**Problem to solve**
Starting at the line that contains "in orange hard hat in the image above." and running through the end of the entries, write the lines out again, swapping "rocky soil" for "loose gravel" and changing nothing else. Omit the pictures.

**Available records**
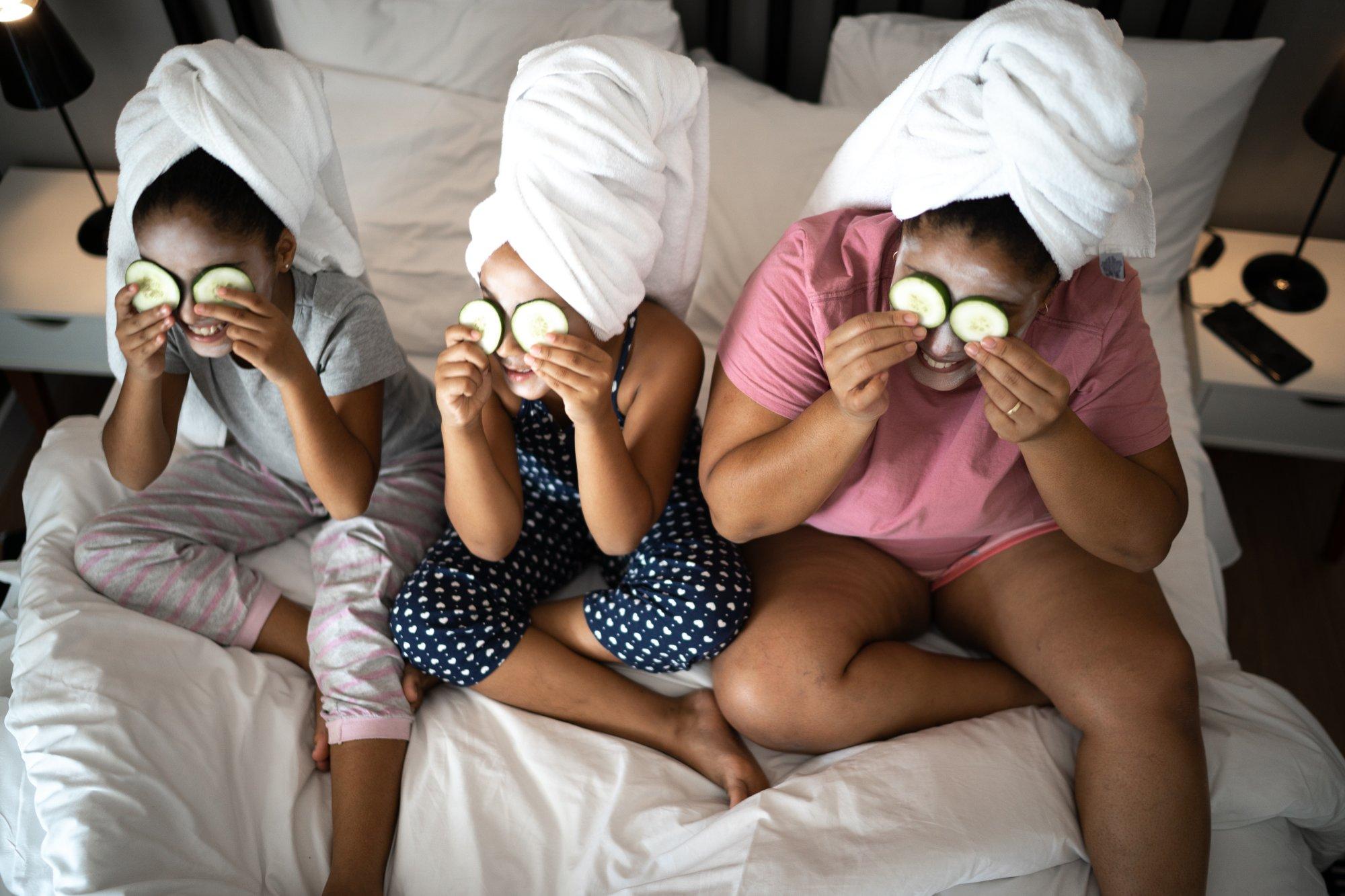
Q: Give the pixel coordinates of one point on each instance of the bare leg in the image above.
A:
(367, 774)
(367, 790)
(1104, 645)
(286, 633)
(547, 677)
(564, 620)
(821, 663)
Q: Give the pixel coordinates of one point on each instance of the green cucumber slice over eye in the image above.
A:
(204, 287)
(976, 318)
(158, 287)
(925, 295)
(488, 319)
(533, 321)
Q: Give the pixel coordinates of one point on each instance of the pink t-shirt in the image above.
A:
(934, 481)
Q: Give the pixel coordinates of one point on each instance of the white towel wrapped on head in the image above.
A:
(263, 114)
(1035, 100)
(605, 177)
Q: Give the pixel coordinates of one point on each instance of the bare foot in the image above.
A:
(707, 743)
(416, 685)
(322, 749)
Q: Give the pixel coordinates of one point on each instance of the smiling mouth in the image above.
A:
(944, 366)
(206, 333)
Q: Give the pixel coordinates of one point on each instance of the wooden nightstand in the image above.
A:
(52, 292)
(1239, 407)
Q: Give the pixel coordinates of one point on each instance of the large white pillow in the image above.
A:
(418, 161)
(767, 154)
(1199, 97)
(470, 46)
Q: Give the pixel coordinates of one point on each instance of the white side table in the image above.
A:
(52, 292)
(1239, 407)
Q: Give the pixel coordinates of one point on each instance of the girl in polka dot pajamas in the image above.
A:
(584, 447)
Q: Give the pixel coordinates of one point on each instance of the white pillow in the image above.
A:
(418, 161)
(1199, 97)
(767, 154)
(470, 46)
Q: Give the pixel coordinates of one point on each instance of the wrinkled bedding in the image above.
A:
(161, 763)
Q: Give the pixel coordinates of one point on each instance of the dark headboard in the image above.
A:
(785, 32)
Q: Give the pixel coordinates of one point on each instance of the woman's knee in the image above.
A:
(775, 701)
(1136, 688)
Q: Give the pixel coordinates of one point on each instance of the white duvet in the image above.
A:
(162, 763)
(141, 758)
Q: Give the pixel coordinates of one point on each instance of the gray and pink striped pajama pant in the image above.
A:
(171, 552)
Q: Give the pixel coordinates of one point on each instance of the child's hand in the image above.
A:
(142, 335)
(1019, 380)
(262, 335)
(462, 377)
(579, 372)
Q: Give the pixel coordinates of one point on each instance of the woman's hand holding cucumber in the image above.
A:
(462, 377)
(142, 335)
(1026, 396)
(262, 334)
(580, 373)
(859, 354)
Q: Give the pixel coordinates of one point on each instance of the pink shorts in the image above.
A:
(941, 577)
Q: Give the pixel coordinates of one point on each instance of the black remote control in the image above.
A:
(1258, 343)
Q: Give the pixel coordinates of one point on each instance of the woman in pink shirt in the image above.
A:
(1016, 490)
(1017, 493)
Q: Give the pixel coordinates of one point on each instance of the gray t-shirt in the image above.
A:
(346, 337)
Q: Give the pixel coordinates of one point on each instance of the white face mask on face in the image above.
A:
(968, 270)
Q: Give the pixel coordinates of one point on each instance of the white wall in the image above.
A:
(1270, 186)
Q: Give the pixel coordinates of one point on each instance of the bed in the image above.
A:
(137, 758)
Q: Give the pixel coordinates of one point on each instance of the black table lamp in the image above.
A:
(1292, 283)
(42, 68)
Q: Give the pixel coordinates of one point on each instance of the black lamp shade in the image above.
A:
(40, 65)
(1325, 118)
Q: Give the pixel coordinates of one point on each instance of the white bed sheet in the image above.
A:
(158, 763)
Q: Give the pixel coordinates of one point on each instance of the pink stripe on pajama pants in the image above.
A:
(171, 552)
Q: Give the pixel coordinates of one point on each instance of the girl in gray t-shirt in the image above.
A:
(326, 424)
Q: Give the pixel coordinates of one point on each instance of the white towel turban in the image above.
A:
(264, 115)
(605, 177)
(1035, 100)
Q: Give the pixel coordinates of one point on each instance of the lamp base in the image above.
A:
(1285, 283)
(93, 232)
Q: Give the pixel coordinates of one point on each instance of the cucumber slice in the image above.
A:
(925, 295)
(158, 287)
(976, 318)
(204, 287)
(535, 319)
(486, 318)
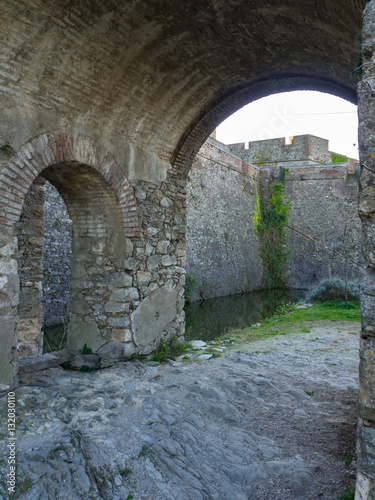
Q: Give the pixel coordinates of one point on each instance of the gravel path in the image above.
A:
(276, 421)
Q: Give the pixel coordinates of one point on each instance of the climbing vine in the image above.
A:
(270, 223)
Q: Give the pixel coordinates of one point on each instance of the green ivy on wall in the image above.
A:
(270, 223)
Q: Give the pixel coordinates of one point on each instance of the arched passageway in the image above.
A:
(148, 81)
(97, 251)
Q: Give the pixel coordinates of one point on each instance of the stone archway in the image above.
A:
(103, 209)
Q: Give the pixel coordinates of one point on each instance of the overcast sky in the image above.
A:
(295, 113)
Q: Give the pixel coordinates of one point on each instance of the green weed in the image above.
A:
(85, 350)
(125, 472)
(348, 495)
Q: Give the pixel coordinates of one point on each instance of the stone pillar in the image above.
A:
(365, 488)
(9, 297)
(30, 265)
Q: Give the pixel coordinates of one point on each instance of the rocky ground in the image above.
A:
(275, 421)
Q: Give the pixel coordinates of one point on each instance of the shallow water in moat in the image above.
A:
(213, 318)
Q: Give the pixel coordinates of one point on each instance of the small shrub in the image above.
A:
(85, 350)
(333, 289)
(125, 472)
(143, 451)
(85, 368)
(166, 352)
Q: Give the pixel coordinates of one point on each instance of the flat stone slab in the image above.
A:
(205, 356)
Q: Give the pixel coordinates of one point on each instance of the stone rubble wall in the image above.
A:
(57, 258)
(29, 259)
(128, 251)
(324, 203)
(222, 249)
(365, 486)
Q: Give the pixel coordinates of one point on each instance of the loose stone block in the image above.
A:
(122, 334)
(80, 333)
(162, 247)
(367, 376)
(8, 360)
(168, 260)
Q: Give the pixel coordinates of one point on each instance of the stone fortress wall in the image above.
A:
(222, 252)
(222, 248)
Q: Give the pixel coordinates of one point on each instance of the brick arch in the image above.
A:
(211, 117)
(51, 149)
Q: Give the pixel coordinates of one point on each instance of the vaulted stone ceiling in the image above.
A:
(149, 71)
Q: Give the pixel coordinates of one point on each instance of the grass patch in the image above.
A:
(143, 451)
(125, 472)
(348, 495)
(300, 320)
(170, 351)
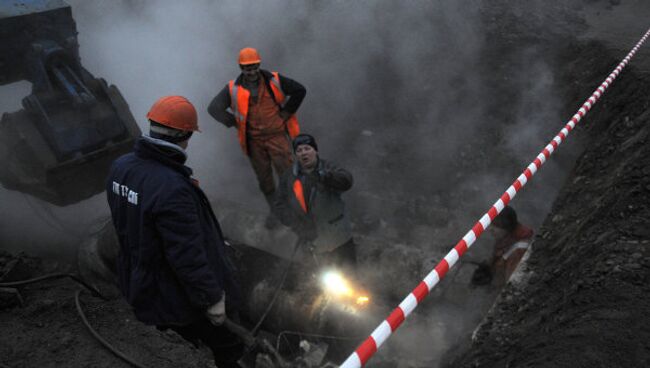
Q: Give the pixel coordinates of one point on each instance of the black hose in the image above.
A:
(100, 338)
(277, 290)
(74, 277)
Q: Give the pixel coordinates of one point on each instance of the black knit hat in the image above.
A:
(304, 139)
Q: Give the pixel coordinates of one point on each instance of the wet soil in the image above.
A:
(582, 298)
(584, 290)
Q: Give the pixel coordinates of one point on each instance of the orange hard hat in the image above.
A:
(174, 112)
(248, 56)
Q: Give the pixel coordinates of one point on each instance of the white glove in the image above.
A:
(217, 312)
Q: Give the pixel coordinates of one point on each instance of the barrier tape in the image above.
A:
(369, 347)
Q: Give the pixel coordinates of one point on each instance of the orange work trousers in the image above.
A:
(268, 153)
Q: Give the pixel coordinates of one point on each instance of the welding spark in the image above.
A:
(336, 286)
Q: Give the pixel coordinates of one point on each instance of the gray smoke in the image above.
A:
(407, 95)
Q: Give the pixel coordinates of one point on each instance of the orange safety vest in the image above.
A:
(300, 194)
(239, 105)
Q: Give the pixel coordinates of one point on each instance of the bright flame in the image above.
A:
(339, 288)
(336, 284)
(362, 300)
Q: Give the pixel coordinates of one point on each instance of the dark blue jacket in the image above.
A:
(172, 264)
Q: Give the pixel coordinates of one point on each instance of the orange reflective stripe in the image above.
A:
(300, 195)
(239, 106)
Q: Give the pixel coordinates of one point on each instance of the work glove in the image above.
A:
(216, 313)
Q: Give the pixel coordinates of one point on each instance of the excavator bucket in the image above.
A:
(72, 126)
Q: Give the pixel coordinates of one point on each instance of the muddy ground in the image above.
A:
(582, 299)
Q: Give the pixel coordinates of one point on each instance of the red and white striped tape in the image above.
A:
(368, 348)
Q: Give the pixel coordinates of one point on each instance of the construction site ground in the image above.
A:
(582, 298)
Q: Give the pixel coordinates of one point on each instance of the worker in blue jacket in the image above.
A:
(172, 267)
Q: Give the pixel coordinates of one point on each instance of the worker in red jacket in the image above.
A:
(262, 106)
(512, 242)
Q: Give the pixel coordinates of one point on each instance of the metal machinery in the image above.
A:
(73, 125)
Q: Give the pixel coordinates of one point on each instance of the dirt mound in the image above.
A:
(584, 295)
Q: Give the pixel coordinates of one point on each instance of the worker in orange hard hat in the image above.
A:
(513, 240)
(262, 105)
(172, 267)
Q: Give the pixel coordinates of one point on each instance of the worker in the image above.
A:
(512, 240)
(172, 265)
(262, 105)
(309, 202)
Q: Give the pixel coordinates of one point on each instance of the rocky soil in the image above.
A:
(582, 298)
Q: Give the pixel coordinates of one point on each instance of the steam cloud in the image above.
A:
(402, 94)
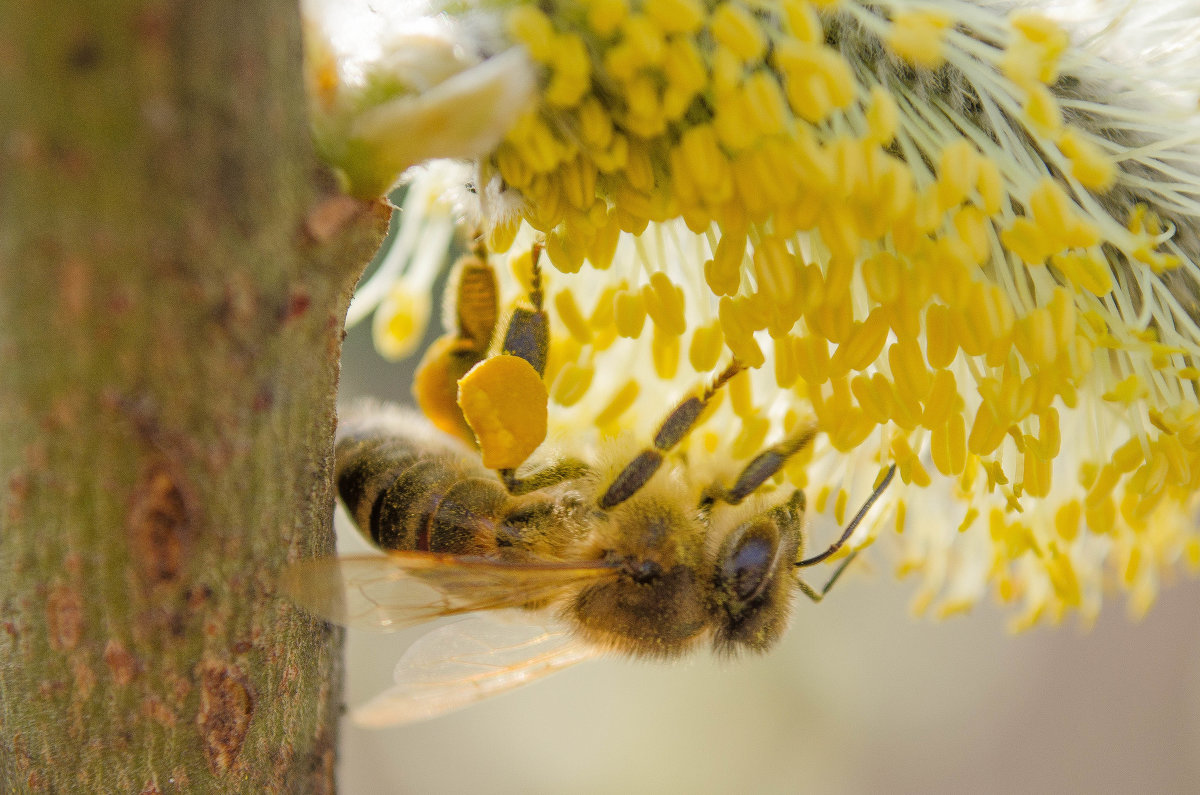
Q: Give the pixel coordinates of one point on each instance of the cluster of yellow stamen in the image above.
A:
(965, 284)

**Response for this exercise**
Q: Give the pixel coordinates of one point on each instance of the worker in orange hard hat in the image above.
A:
(513, 240)
(262, 105)
(172, 267)
Q: Give the pixel coordinates of one point on each instance of the worker in the image above.
A:
(512, 240)
(172, 265)
(262, 105)
(309, 202)
Q: Give the pixel coordinates of one point on each instance of the loose gravel in the image above.
A:
(582, 298)
Q: Give the pixel coordinates of one point on each instance of the steam cloud in the image above.
A:
(402, 94)
Q: Give the pixel coordinates of one point on each instance of the cluster of yellow stamen in the image above.
A:
(965, 284)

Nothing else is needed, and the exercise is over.